**Raw records**
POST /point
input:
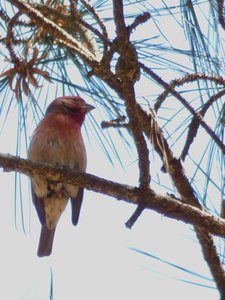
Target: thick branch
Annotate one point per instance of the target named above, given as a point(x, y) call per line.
point(162, 204)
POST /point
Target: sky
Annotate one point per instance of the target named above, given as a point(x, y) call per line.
point(95, 260)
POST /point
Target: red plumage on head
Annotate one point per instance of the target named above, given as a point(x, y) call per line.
point(58, 140)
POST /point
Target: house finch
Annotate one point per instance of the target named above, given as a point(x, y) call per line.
point(57, 140)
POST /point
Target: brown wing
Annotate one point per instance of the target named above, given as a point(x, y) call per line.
point(76, 206)
point(39, 205)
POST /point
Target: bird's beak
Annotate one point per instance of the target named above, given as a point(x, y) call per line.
point(87, 107)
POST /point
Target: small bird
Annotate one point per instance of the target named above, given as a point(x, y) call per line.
point(57, 140)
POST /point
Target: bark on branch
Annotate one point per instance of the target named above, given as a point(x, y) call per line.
point(165, 205)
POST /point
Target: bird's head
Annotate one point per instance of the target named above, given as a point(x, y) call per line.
point(74, 106)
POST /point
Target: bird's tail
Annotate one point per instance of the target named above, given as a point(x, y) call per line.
point(46, 241)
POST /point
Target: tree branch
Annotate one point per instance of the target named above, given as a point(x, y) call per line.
point(165, 205)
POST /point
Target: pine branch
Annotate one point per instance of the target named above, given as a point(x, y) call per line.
point(166, 205)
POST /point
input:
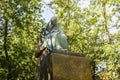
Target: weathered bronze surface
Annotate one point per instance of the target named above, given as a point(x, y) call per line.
point(70, 67)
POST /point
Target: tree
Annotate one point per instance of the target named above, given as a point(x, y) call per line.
point(21, 21)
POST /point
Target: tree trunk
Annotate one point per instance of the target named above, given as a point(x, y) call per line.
point(105, 24)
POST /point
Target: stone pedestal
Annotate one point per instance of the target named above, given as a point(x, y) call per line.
point(70, 66)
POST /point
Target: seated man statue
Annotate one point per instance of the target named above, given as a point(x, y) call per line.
point(55, 38)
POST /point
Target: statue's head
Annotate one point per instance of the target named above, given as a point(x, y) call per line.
point(54, 20)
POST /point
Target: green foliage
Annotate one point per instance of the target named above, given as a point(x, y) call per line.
point(23, 19)
point(88, 32)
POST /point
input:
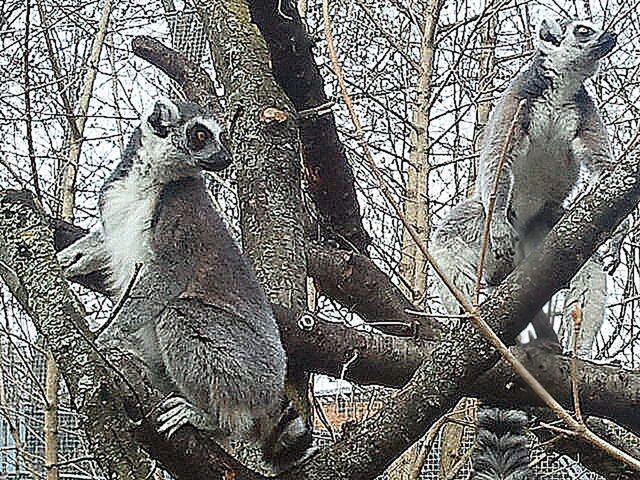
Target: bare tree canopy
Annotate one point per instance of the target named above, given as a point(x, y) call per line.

**What you should do**
Repeat each entry above word for word, leaving every picture out.

**Output**
POST /point
input:
Target: thick branch
Annotate one point per instance of the target named above, given as a point(x, y) call per line.
point(162, 204)
POST /point
Target: sky
Annotate one point per instance of the target named above, given as a point(x, y) call per line.
point(95, 260)
POST /point
Target: red plumage on head
Annotate one point per instance of the target named above, given as a point(x, y) call per line.
point(58, 140)
POST /point
Target: house finch
Annotate one point per instance of the target named above, given as a point(x, y) call per line.
point(57, 140)
POST /point
Target: brown wing
Annotate one point per instance of the target named above, given as a point(x, y) call per line.
point(76, 206)
point(39, 205)
POST /point
Target: bird's beak
Annotate one point per instance of the target named above, given as a point(x, y) call per line.
point(87, 107)
POST /point
Target: small bird
Annotate one point per instance of the target named above, given as a point(x, y) call per line.
point(57, 140)
POST /point
Target: bark on branch
Annotate one point per instance of the target named above, given as a point(x, y) call per line.
point(165, 205)
POST /point
Target: bird's head
Annotate one point per instance of the target named above, given as a point(x, y) call per line.
point(74, 106)
POST /point
Target: bird's tail
Annotate one point per instance of the target named above, given as a point(x, y) call per line.
point(46, 241)
POST /point
Target: tree branch
Annotate one point per instance of the target named above, given as a point(x, y) call per line.
point(165, 205)
POST /point
Target: pine branch
Annotate one point per instance of the target named above, given as a point(x, y) call per line.
point(166, 205)
POST /point
input:
Target: weathered bronze surface
Annotate one point per instance of the target named above, given as a point(x, y) call per line.
point(70, 67)
POST /point
Target: tree
Annotate one point per instance of the target named above, given as a point(x, y) call per line.
point(21, 21)
POST /point
Target: tree trunk
Annotate one point per instance of the target named above, given as a point(x, y) call per line.
point(105, 24)
POST /point
Target: stone pedestal
Annotate one point per instance of the target named above, given as a point(x, y) call per line.
point(70, 66)
POST /point
Target: seated man statue
Annotate one point per instance of the target named above, given as a point(x, y) call per line.
point(55, 38)
POST /point
Target: statue's head
Annotate one point per instance of the target named above, given as a point(x, y) call per line.
point(54, 20)
POST /point
Target: green foliage
Annotate one point per instance of the target named above, given as a point(x, y) call per line.
point(23, 19)
point(88, 32)
POST /point
input:
Target: bare tree canopy
Annotate one point per instance of the target named above, given as a point(x, y) call per line.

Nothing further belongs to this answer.